## TO DO
Starting with the line that contains "Objective — one point on each instance of the white outlet" and going on through the end of the listing below, write those lines out again word for word, with nothing else.

## RECORD SET
****

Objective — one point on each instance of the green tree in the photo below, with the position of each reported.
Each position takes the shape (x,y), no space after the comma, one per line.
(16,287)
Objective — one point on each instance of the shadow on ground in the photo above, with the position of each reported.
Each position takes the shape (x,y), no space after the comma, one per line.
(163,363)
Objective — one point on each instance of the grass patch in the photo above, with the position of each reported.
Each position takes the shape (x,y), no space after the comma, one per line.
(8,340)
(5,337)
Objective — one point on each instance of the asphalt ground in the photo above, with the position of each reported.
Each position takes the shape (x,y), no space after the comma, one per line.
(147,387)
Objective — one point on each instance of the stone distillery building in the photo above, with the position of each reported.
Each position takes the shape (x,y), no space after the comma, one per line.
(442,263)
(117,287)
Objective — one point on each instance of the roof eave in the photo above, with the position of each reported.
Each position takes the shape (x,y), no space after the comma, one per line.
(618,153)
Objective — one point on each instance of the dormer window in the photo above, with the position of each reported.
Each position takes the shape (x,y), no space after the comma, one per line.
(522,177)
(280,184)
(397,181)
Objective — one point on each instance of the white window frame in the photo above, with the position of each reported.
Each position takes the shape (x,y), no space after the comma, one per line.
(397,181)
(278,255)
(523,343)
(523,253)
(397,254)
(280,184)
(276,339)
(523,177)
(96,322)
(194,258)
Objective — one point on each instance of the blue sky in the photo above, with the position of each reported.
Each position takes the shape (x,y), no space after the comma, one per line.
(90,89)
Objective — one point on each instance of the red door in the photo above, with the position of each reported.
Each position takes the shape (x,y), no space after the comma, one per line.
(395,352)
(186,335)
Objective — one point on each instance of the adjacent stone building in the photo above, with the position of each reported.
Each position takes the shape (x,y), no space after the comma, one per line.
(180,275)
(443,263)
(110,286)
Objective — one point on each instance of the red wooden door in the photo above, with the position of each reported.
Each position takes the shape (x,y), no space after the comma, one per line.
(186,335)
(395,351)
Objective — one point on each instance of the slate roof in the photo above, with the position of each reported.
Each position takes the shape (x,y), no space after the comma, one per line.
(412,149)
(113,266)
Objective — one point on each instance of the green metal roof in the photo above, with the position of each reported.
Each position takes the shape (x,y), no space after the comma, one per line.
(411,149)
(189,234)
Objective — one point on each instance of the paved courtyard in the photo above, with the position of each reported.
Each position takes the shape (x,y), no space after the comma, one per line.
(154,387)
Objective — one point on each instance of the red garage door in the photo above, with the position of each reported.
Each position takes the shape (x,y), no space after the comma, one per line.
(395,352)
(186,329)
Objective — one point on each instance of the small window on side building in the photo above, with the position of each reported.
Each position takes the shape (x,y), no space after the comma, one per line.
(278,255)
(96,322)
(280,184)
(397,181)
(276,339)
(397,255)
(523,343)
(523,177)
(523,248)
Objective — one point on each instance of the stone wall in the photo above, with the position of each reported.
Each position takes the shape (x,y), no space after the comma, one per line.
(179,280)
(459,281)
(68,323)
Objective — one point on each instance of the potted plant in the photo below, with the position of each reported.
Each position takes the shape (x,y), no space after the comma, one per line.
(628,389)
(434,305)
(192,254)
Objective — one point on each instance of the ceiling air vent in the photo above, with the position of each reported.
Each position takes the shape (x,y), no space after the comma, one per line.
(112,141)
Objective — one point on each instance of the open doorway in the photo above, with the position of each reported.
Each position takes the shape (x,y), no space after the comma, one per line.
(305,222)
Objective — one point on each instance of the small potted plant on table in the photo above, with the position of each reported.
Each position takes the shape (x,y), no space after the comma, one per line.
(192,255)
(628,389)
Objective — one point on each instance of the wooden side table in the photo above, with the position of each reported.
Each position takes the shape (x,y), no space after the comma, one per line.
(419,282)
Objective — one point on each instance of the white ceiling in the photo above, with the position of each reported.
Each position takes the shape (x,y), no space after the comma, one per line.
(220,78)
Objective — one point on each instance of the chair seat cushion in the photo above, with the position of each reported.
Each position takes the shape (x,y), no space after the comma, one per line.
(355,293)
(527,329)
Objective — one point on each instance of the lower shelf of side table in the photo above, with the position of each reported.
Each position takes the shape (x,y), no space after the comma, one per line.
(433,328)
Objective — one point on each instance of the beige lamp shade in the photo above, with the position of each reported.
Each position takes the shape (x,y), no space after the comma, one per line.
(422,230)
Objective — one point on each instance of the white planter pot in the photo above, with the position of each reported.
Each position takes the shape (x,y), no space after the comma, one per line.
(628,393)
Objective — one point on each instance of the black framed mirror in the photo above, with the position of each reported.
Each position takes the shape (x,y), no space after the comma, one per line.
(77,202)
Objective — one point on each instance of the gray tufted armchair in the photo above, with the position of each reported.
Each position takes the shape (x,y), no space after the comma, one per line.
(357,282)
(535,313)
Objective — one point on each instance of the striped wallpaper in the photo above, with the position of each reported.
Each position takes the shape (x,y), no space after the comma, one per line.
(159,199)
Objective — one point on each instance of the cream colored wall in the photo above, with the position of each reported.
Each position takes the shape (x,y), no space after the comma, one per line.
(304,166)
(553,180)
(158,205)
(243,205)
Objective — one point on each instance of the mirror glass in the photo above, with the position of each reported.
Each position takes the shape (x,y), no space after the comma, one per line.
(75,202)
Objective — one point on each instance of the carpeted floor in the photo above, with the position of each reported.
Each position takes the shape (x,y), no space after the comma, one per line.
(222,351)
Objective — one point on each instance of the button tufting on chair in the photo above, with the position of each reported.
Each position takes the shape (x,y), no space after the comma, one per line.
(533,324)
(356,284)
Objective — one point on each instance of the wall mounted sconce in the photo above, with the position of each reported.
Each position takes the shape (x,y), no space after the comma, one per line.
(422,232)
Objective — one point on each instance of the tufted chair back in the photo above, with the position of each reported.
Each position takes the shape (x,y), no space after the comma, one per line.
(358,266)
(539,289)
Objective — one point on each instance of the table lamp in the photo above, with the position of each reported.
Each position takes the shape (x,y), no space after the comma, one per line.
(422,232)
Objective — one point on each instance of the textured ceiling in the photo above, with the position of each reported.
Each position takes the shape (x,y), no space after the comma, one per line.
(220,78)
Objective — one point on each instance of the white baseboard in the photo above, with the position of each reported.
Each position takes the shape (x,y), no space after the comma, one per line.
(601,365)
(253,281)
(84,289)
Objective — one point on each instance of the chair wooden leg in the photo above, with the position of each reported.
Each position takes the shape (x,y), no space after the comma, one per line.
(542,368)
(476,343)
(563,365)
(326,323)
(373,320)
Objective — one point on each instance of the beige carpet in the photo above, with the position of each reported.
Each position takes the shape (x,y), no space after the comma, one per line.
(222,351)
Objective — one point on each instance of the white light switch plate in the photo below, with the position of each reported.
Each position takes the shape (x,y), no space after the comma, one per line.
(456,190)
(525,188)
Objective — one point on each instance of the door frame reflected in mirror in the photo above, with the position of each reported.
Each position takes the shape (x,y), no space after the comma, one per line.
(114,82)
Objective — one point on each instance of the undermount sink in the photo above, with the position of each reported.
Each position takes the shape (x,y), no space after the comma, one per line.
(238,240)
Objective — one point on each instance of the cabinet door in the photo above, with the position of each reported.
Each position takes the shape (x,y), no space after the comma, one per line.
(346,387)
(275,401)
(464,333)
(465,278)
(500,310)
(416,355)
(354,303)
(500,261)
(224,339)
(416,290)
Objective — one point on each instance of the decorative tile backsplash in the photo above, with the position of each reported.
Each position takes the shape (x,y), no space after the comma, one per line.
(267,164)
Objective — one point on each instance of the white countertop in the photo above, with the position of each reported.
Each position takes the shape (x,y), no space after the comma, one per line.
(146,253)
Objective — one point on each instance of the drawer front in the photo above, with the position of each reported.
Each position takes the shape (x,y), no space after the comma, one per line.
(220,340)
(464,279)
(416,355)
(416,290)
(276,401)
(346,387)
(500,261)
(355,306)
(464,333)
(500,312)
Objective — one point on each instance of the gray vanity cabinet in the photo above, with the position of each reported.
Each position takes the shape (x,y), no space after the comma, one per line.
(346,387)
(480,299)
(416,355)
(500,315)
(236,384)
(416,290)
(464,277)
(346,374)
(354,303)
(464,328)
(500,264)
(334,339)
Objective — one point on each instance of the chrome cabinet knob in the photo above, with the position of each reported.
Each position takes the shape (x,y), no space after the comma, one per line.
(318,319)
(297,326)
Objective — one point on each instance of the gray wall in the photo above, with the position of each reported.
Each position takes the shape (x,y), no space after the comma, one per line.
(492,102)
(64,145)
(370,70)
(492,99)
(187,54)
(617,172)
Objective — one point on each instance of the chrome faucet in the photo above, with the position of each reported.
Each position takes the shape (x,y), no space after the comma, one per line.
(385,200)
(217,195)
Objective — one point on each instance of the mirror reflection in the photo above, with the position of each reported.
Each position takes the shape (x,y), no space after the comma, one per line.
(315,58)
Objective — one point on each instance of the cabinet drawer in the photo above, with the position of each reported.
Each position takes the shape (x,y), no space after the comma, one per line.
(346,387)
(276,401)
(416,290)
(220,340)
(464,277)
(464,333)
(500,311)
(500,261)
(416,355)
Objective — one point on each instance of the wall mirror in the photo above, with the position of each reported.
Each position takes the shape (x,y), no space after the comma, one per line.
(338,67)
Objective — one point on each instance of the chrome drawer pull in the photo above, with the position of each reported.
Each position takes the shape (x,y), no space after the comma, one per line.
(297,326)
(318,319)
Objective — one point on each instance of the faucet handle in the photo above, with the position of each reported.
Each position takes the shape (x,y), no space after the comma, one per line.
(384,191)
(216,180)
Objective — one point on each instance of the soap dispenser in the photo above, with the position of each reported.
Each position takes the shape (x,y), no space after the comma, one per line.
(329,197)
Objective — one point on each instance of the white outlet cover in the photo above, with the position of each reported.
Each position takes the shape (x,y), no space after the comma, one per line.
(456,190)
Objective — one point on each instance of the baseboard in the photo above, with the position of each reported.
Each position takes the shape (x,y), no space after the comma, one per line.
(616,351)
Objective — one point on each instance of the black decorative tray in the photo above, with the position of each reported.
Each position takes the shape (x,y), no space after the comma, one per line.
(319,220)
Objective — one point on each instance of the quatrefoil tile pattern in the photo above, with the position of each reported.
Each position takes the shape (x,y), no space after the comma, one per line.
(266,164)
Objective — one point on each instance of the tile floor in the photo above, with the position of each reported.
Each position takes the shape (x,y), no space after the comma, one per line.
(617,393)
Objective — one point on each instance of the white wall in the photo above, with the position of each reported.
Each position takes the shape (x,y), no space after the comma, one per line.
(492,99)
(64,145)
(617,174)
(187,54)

****

## WORKED SOLUTION
Objective — one point on each instance of the white outlet cover in the photo above, with the position of each reported.
Each position takes the shape (x,y), no space after the comma, one per line.
(456,190)
Objective — one point on each instance of the baseboard in the photo above, with the position of each reported.
Each position takes the shape (x,y), no space after the comma, one per line.
(616,351)
Objective — one point on each instance of the black decorative tray in the photo above, with the position of each reported.
Each position takes the shape (x,y), no space after the comma, one per line.
(319,220)
Objective — one point on each instance of the quatrefoil tile pattern in the photo above, with the position of each reported.
Each position takes the shape (x,y), no space after the comma, one per line.
(266,164)
Objective — one point on each instance of the tile floor in the photo above, with the position of each reported.
Each position takes the shape (x,y), no space after the comma, one per line.
(617,393)
Objective — one point on each instance of the white wall in the photo above, with the position of each reported.
Each position takes the shape (x,y), no space after the comma, one per line.
(492,99)
(64,145)
(617,174)
(187,54)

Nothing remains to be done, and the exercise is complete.